» PROBLEM DETAILS: Output the data below exactly.

BEGIN EXERCISE DATA

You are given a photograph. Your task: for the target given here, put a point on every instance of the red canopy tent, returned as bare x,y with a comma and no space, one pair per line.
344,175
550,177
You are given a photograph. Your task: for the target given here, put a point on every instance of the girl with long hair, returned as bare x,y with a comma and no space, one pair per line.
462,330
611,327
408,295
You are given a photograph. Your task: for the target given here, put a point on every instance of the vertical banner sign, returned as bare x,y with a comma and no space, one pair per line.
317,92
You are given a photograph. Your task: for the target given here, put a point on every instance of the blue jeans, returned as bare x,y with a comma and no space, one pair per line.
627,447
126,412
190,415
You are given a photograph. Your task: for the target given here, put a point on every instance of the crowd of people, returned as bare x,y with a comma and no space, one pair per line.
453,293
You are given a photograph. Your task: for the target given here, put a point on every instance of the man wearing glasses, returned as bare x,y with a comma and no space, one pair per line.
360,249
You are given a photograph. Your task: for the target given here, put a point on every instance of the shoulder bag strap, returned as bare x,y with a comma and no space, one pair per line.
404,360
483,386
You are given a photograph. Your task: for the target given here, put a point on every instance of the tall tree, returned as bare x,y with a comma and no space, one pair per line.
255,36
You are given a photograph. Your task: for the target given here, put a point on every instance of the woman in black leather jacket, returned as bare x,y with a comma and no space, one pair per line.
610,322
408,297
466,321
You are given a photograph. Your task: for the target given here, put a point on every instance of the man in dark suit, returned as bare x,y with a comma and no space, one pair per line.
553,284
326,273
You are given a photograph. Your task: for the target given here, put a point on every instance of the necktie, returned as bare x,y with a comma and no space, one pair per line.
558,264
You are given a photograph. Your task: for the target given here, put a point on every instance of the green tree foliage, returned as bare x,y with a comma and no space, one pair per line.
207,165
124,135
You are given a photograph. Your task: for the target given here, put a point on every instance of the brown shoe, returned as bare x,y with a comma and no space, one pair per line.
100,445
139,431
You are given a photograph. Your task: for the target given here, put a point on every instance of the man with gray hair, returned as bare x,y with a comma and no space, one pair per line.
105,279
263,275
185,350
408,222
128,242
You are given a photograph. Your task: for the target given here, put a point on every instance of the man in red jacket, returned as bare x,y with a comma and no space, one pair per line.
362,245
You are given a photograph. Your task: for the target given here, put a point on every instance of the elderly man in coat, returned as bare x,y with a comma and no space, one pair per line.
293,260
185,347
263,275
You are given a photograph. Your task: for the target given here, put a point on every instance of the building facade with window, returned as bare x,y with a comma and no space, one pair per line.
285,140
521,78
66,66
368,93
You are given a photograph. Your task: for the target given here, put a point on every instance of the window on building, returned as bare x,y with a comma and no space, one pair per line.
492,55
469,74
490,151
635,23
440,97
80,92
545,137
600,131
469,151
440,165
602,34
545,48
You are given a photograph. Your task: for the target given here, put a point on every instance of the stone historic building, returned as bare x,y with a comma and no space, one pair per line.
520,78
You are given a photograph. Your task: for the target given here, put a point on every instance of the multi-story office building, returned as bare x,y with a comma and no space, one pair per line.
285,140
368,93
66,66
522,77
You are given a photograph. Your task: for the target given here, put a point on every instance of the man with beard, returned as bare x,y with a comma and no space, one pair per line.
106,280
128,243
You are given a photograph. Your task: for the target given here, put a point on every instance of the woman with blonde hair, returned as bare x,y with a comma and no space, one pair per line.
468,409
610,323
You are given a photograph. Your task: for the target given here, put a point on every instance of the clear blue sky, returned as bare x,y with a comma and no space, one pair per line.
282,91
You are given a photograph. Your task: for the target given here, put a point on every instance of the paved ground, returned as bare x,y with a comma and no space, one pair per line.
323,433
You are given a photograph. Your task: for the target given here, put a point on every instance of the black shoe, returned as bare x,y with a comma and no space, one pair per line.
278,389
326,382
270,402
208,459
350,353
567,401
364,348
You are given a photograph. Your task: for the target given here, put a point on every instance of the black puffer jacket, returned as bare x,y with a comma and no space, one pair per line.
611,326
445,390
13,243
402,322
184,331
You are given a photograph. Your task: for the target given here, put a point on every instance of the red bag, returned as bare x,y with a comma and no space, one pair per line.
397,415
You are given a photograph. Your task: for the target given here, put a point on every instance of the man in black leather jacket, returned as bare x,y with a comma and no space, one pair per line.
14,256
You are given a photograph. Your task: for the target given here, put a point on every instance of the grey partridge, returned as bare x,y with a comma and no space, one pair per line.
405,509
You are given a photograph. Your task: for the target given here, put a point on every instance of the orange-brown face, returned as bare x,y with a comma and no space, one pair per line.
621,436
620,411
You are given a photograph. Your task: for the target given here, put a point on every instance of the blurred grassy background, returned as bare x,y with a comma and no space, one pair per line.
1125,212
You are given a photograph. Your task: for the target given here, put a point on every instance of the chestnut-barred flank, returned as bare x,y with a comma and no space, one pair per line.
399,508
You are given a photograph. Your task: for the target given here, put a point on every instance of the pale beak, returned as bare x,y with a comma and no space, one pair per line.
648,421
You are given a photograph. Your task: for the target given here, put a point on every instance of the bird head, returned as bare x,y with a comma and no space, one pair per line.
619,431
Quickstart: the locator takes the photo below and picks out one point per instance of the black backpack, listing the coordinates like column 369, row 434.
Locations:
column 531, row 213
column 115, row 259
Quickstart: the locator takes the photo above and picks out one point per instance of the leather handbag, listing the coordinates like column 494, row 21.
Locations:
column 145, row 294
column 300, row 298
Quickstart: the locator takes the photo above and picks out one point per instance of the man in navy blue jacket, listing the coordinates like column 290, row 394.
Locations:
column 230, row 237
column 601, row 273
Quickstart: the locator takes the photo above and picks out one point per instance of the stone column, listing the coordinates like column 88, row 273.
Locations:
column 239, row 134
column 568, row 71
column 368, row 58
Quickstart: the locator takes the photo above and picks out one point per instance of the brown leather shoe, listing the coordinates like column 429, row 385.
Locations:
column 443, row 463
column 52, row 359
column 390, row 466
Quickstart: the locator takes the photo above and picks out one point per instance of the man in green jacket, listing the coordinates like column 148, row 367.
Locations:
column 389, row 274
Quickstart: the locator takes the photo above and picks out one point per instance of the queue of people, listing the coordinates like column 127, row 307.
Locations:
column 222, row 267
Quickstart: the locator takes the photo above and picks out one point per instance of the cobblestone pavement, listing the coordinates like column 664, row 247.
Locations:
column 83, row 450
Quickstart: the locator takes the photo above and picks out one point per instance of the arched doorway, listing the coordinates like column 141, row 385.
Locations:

END EXERCISE DATA

» TASK OUTPUT:
You are given a photograph. Your task: for the target given here, put a point on every instance of the red canopy tent, returned as bare x,y with a comma and no space, one pair per line.
344,175
550,177
You are given a photograph. Your task: for the target given here, put a point on every instance of the girl with long hair, returned as bare x,y with a comma and no space, one pair per line.
462,330
611,327
408,295
You are given a photograph. Your task: for the target given here, put a point on every instance of the vertical banner sign, returned as bare x,y with a comma and no space, one pair per line.
317,92
You are given a photograph. Your task: for the target given here, put a point on every instance of the blue jeans, returned as bare x,y with a comma and no space, one pair per line.
627,447
126,412
190,415
You are given a photograph. Your task: for the target given here, put a point on every instance of the crowd of people, returned as bare x,y with a comma and no space, one pair per line.
453,293
You are given a photograph. Your task: for the target given here, put a point on every instance of the man wearing glasses, returned as bare x,y with a comma and no space, one pair per line.
360,249
You are given a photograph. Your task: for the target given here, put a point on every instance of the shoulder bag strap, returned as bare x,y with a comma and no space, one pair per line.
404,360
483,386
You are given a photograph. Your task: for the target given here, put a point on every instance of the tall tree, returned as bare x,y with a comma and no space, one pair per line.
255,36
You are given a photograph. Your task: for the target given here, put a point on every instance of the woman in black leather jacket, returned as bare x,y with a comma and no space, one pair per line.
610,322
408,297
466,321
You are given a photograph. Your task: for the target given here, put a point on every instance of the man in dark suit, returned as bare x,y with a comma and no space, one pair per line.
553,284
326,273
You are given a photograph. Your task: for the target given here, put a point on every instance of the necktie, returned as bare x,y with a comma and no space, one pair per line.
558,264
You are given a photograph. Your task: for the target given here, put a point on every instance of the green tree foliage, returned as bare x,y with a comma and no space, one pair per line.
207,165
124,135
You are given a photograph. Your task: for the target given here, put a point on every instance of the brown shoe, returned as bare x,y with a comma and no space, one pair per line.
100,445
139,431
You are given a photograph. Your task: for the target given here, put a point on every instance of the man with gray hair, returned as bare x,y with a comma and no space, one pair per line.
105,279
263,275
185,350
408,222
128,242
You are given a photograph. Your task: for the target given here, put a point on every instance of the man in red jacket, returned as bare x,y with a comma and no space, one pair per line.
362,245
You are given a photograph. Your task: for the target given here, put a point on every instance of the elderly man in coat, returned as bare x,y with a comma and no space, one pair per line.
293,260
185,347
263,275
You are given a photograph. Your task: for the target given here, put a point on every instance of the building facade with window, returned as bare x,y with a comma and no space, one pair per line.
285,140
521,78
66,66
368,93
You are given a photograph. Your task: for the target given here, put a point on every instance of the window on building, returned as bare x,y with a comma and no space, one pair per line.
492,55
469,74
490,151
635,23
440,97
80,92
545,137
600,131
469,151
440,165
602,34
545,48
You are given a photograph. Your task: for the target given here, put a point on every instance of the stone historic building, returned as bare x,y with a comma and no space, one pair per line.
520,78
You are given a photograph. Your task: for the target given here, put a point on every instance of the multi-story office building, returned as bare x,y with a comma and no space, one pair per line.
285,140
368,93
66,66
522,77
You are given a photograph. Your task: for the target given here, put a point on every instance of the man with beard, returned as bare x,y with a comma and no space, one pair per line.
106,280
128,243
You are given a photograph. Your task: for the target given here, put a point on every instance of the woman with blonde hair, returned as bare x,y with a comma and no space, one pair per line.
468,409
610,323
You are given a photograph. Your task: for the target given here, put a point on every instance of the clear blue sky, returned as bare x,y with a comma and no space, one pair per line.
282,91
You are given a photograph. Your task: for the target given here, put a point on every instance of the paved ground, returned as bare x,y with a comma and no space, one pair per line.
323,433
You are given a photograph. Your task: for the target given here, put a point on every instance of the black shoe, returned as bare x,y with a comma and no space, one pair per line.
278,389
326,382
270,402
208,459
350,353
567,401
364,348
You are given a photograph. Your task: for the target given here, put a point on every instance of the black puffer jacket, returned as bare x,y with a comma and no space, one pair per line.
611,326
445,390
13,243
402,322
184,331
You are given a photograph. Your task: for the target given here, put a point on every instance of the red bag, returned as bare x,y with a comma and no space, one pair per line.
397,415
You are given a photograph. Your task: for the target given here, put a point on every instance of the man in black leather jacket, returned as bare x,y with a comma and no space, one pair per line.
14,256
You are given a photograph. Your task: for the target given here, put a point on every instance of the grey partridge, returned as bare x,y with a comma and no space, one pair per line.
405,509
You are given a photograph. Your task: for the target given here, put a point on every instance of the orange-brown face, returned as bare x,y with a comma and no space, one pair per line.
621,436
620,411
You are given a photograph. Your task: for the target given here, put a point on every instance of the blurred grassy background, returned as bare x,y with a comma and no space, one pair per line.
1125,212
You are given a photograph. Your task: for the target given here, put a point on every instance of the chestnut-barred flank, returned as bare x,y with a comma and no space, one pair per line.
399,508
You are given a photograph. Your task: for the target given here, put a point on every instance of the pale beak, returned as bare x,y with a comma and no space, one pair per line.
648,421
You are given a photograph. Your task: for the target given here, put a point on every instance of the bird head, returned as bare x,y with a comma and no space, one pair per line.
619,431
Quickstart: the locator takes the photo below and picks out one point per instance of the black backpack, listing the coordinates like column 369, row 434.
Locations:
column 531, row 213
column 115, row 259
Quickstart: the locator takes the photo above and picks out one point per instance of the leather handbag, listing the coordinates like column 494, row 21.
Locations:
column 145, row 294
column 300, row 298
Quickstart: the locator takes the photo above and picks out one point per instance of the man in navy blue jacket, listing the coordinates like column 290, row 394.
Locations:
column 230, row 237
column 601, row 273
Quickstart: the locator takes the photo above and picks out one point per instance of the stone column, listing the coordinates like column 88, row 273.
Locations:
column 239, row 134
column 568, row 71
column 368, row 58
Quickstart: the locator takes the photo above and picks out one point per instance of the brown leather shoe, listing the coordinates like column 429, row 385.
Locations:
column 443, row 463
column 52, row 359
column 390, row 466
Quickstart: the locator takes the photo above and picks out one point per instance of the man in green jacket, listing the coordinates like column 148, row 367.
Locations:
column 389, row 274
Quickstart: the locator takes the photo above and picks out one point per instance of the queue of people, listing the coordinates like column 127, row 307.
Locations:
column 222, row 267
Quickstart: the locator takes the photo above and picks out one point per instance of the cobblestone pavement, listing the coordinates like column 664, row 247.
Locations:
column 83, row 450
Quickstart: the locator takes the photo above and picks out one point per instance of the arched doorway, listing the coordinates like column 141, row 385.
Locations:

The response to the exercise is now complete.